**Consegna**
Indica in quale città De Ruggiero divenne professore universitario nel 1922, secondo l'estratto su di lui.

**Estratto**
========

La ferma opposizione al fascismo, l'adesione al manifesto Croce, la partecipazione ad altre iniziative antifasciste, sancirono nel 1925 la sua rottura con Gentile. Intanto, dopo La filosofia del Cristianesimo (1920), con cui proseguiva la sua Storia della filosofia, De Ruggiero aveva potuto lasciare il poco amato impiego ministeriale per quello desiderato di professore universitario a Messina (1922) e poi al Magistero di Roma (1925), come docente di storia della filosofia.
Spenta ogni possibilita' di libero dibattito politico, si dedico' con alacrita' a completare la Storia con il Rinascimento, Riforma e Controriforma (1930), L'eta' cartesiana (1933), L'eta' dell'illuminismo (1938), Da Vico a Kant (1940), mentre nel 1927 aveva ripreso la collaborazione a "La critica", interrotta nel 1915 per la sua diversa collocazione, rispetto a Croce, sull'intervento dell'Italia in guerra. Collaborazione che sarebbe divenuta meno intensa nel 1938 per un intreccio di dissensi politici e culturali, ma che entrambi non resero esplicita. Dai saggi pubblicati su "La critica" aveva tratto Filosofi del Novecento (1934), che voleva essere un aggiornamento della Filosofia contemporanea di vent'anni prima, dedicato in modo particolare al pensiero europeo del dopoguerra, a cui avrebbe poi aggiunto un capitolo, L'esistenzialismo (1942), successivamente compreso nella seconda edizione (dello stesso anno), insieme a un'appendice sulla psicoanalisi, entrambe aspramente polemiche.

========

**Record**
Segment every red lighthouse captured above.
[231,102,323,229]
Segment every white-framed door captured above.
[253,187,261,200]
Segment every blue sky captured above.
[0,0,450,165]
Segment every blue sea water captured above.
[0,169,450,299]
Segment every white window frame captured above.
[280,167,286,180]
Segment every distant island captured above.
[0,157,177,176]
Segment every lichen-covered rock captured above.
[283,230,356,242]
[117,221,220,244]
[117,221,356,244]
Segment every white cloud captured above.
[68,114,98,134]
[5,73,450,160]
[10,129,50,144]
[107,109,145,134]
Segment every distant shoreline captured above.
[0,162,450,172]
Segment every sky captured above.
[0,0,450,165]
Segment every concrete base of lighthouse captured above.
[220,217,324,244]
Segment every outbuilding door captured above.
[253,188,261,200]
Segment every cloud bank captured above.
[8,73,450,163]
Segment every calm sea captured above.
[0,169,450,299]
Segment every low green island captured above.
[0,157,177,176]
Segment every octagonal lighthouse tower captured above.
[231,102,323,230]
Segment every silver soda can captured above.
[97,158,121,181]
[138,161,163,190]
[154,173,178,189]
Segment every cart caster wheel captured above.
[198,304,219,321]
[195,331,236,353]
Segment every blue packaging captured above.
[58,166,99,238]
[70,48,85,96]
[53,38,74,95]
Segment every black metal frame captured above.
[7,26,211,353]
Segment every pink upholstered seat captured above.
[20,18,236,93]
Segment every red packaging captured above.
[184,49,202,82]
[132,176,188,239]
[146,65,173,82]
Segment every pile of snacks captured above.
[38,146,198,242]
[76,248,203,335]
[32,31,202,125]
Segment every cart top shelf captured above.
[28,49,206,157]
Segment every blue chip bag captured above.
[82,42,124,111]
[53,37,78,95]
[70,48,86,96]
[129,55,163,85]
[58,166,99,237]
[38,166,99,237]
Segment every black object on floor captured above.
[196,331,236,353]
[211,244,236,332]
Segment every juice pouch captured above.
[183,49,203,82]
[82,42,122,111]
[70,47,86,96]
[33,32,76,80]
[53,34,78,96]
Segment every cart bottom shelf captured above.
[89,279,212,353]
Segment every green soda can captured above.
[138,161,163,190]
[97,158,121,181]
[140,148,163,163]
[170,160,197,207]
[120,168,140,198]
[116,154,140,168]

========

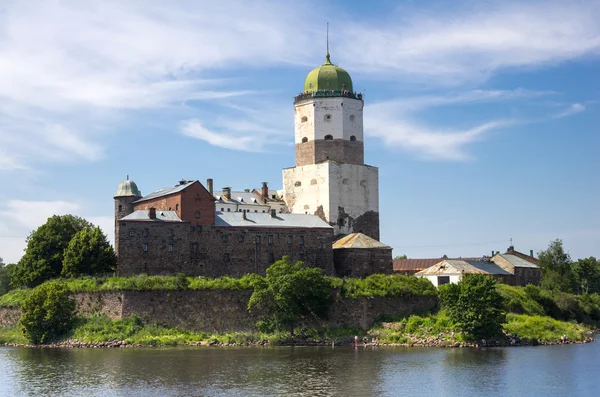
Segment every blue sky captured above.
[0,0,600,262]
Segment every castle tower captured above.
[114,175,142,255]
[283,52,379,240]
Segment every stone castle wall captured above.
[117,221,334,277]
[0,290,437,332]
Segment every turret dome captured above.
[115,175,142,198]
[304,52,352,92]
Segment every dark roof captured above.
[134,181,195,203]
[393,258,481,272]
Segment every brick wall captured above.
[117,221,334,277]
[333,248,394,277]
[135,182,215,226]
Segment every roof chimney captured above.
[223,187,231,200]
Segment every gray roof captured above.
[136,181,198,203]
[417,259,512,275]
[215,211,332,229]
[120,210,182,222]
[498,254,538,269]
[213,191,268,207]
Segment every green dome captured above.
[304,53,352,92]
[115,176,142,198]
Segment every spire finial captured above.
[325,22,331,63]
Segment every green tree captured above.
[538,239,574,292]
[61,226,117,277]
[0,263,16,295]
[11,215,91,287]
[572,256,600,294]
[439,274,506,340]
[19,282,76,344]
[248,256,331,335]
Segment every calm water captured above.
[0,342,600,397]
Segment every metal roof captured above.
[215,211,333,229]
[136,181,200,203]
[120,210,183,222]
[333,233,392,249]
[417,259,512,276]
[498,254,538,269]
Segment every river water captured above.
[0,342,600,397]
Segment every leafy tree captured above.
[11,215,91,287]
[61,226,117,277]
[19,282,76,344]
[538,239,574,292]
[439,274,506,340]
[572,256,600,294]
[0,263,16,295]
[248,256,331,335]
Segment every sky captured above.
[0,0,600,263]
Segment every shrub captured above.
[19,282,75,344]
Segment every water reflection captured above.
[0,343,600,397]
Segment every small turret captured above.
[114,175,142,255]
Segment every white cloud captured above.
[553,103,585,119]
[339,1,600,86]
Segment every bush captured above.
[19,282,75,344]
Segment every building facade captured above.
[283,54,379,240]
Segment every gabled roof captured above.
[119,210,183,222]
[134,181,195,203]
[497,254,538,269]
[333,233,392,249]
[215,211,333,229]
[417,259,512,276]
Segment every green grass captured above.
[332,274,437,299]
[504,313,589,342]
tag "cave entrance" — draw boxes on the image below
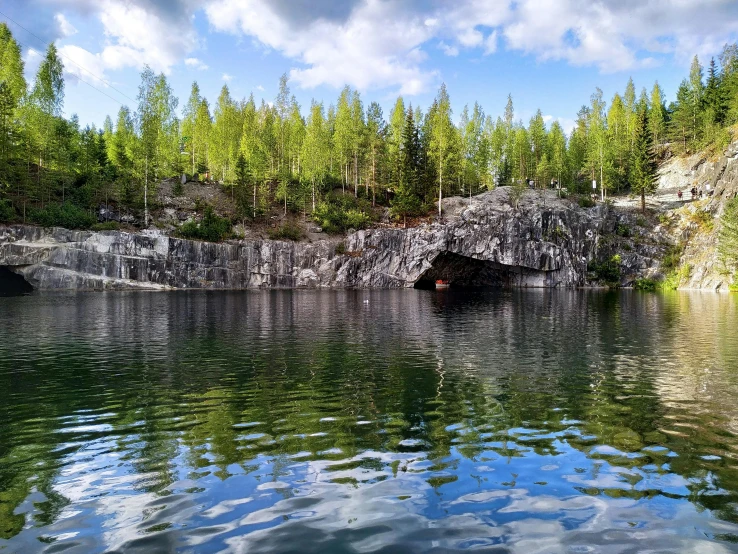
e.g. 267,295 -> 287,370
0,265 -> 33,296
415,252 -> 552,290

========

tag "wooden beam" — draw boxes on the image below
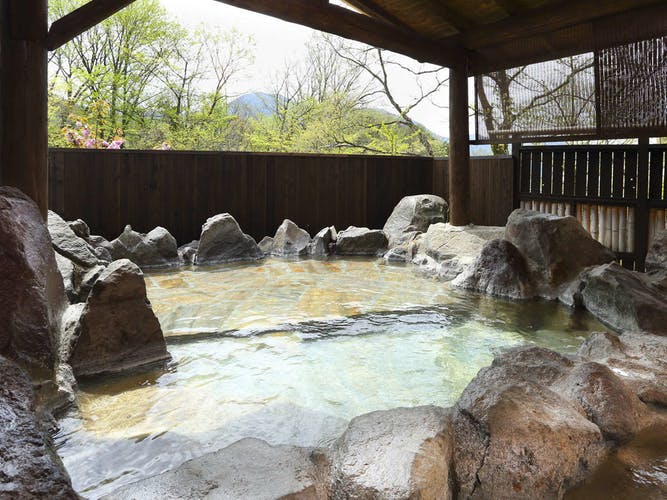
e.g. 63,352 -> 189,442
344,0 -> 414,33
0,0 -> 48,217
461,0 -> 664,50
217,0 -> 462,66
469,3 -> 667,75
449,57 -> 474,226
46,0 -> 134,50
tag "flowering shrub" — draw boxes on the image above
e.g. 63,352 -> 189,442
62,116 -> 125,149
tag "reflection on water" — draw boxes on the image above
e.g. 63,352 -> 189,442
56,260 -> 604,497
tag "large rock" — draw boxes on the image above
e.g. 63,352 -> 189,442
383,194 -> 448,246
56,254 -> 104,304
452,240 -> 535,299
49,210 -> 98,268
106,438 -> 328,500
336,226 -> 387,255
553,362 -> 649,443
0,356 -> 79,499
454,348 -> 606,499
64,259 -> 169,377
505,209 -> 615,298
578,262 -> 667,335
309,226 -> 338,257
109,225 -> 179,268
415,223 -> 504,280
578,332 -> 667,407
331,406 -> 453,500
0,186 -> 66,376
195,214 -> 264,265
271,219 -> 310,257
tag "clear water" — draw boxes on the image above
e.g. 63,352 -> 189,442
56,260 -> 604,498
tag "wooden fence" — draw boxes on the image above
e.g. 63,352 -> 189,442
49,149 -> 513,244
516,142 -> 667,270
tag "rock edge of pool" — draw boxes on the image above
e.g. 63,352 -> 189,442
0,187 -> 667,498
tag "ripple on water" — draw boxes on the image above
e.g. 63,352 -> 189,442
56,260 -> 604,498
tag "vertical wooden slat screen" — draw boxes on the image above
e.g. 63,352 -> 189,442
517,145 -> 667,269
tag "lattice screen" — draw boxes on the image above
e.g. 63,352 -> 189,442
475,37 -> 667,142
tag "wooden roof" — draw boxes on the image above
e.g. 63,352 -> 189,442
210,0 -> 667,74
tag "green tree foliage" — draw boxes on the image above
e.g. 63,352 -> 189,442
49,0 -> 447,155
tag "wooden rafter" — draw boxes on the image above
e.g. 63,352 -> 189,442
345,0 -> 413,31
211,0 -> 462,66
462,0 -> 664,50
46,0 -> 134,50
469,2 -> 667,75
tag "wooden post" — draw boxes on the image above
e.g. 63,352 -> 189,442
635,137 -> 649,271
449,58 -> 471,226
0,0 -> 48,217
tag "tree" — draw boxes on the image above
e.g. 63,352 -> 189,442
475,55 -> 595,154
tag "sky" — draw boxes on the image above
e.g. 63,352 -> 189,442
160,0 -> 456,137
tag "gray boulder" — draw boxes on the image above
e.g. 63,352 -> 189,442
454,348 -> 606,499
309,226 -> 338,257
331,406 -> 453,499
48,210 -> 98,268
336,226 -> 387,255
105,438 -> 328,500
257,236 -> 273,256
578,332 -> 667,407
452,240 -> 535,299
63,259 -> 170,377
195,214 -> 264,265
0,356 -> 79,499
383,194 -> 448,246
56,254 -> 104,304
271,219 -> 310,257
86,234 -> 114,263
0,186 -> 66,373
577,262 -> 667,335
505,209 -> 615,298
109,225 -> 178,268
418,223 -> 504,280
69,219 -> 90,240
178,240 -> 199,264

========

**Risposta corretta**
A Messina.